An employer will be vicariously liable for an employee’s
tort when the employee has carried out an authorized act in a careless way. In Century Insurance Co v Northern Ireland
Road Transport[20]
while delivering petrol to garage, the driver was smoking a cigarette whilst
petrol was flowing from the truck to an underground tank, he carelessly threw
away the burning match and this caused an explosion. This act of smoking was an
authorized act as it was not forbidden but he did it in a careless way hence
his employers were held vicariously liable. The employer is also vicariously
liable if he has allowed the employee to do an unlawful act or abated him to do
a tortious act. Another instance in which the employer will be vicariously
liable is if the employee has carried out an authorized act in an unauthorized
way, in Poland v Parr[21],
an off duty employee who suspecting that a boy would steal sugar from the cart,
punched the boy and the boy got injured, the employers were held liable as the
unauthorized way the authorized act was carried in to the benefit of the employer
The last situation that can guarantee the employer being vicariously liable is
when the employee has carried out an act that had been expressly forbidden but
was for the benefit of the employer, in CPR
v Lockhart,[22]
an employee was allowed to use his personal car on outside jobs, provided that
it had insurance, the privy council held that his employers despite this
stipulation were liable for the damage he caused when he drove an uninsured
car.
Employer’s
indemnity
As vicarious liability means that two parties are held
responsible for a tort, the Civil Liability (Contribution) Act 1978 applies.
This means that an employer found vicariously liable may, in turn, sue its
employee to recover some or all of the damages awarded against it. Common law
also allows the employer to recover damages from the employee in certain
circumstances
Conclusion.
During days of slavery masters were held responsible for
every tort there slaves committed as it was negligent on their part not to
discipline them well and that is what resulted in them committing the torts in
the 1st place. During this era employers are held liable for particular torts
of their employees as they are seen as being negligent enough to not to hire
efficient workers who are skilled well and do not commit torts during their
course of employment.
The masters indemnity during those days of slavery was that
he could sell off the slave, punish him or her physically or loan his or her
out so that she can work to pay the damages she caused her or his master to pay.
The employer’s indemnity gives employers a chance to sue their employees on
damages caused but their torts, this may be through disciplinary action such as
dismissal or giving the employee a chance to make the money lost.
The logic of the ill and vile practice has however come to
be of use to employees of low means, this is evident in the event that slaves
were generally low employees who were worth nothing if not very little, hence
low employees for example nurses , if nurses commit a tort in the course of
their employment it is not them that are sued primarily for reasons of
vicarious liability but secondarily because they cannot pay in damages as much
as the hospital can as the hospital has more money than them.

**What is needed**
Extract everything in the passage on vicarious liability from "During days of" down to "course of employment.". The entries that follow are separate material and have no connection to the passage on vicarious liability.

**Records shown**

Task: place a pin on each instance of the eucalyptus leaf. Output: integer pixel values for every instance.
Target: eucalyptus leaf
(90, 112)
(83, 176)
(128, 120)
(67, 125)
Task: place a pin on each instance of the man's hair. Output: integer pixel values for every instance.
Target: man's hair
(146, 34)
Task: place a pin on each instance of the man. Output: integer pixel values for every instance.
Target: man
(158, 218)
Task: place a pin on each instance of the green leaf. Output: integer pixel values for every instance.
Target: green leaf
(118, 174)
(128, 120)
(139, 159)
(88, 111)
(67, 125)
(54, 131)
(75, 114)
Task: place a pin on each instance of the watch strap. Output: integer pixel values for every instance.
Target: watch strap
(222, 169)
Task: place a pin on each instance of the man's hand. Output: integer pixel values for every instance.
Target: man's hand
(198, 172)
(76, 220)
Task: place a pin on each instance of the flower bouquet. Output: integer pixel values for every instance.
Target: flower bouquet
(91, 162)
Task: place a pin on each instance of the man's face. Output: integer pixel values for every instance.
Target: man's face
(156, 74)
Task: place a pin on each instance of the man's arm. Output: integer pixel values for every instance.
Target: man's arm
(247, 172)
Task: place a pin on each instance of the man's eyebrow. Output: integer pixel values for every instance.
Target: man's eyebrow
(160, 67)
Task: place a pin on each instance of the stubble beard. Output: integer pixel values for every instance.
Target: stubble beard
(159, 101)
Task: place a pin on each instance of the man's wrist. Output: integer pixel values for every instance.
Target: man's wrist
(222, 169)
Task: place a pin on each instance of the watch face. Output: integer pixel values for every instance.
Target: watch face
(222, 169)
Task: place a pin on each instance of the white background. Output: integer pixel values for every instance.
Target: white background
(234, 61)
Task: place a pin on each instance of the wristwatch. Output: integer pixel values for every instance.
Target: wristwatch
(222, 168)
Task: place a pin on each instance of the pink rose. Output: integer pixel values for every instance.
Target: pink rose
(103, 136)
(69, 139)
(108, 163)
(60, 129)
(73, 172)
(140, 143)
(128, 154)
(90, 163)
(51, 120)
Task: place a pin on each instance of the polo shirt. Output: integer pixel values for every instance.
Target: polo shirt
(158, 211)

**Completed task**
During days of slavery masters were held responsible for
every tort there slaves committed as it was negligent on their part not to
discipline them well and that is what resulted in them committing the torts in
the 1st place. During this era employers are held liable for particular torts
of their employees as they are seen as being negligent enough to not to hire
efficient workers who are skilled well and do not commit torts during their
course of employment.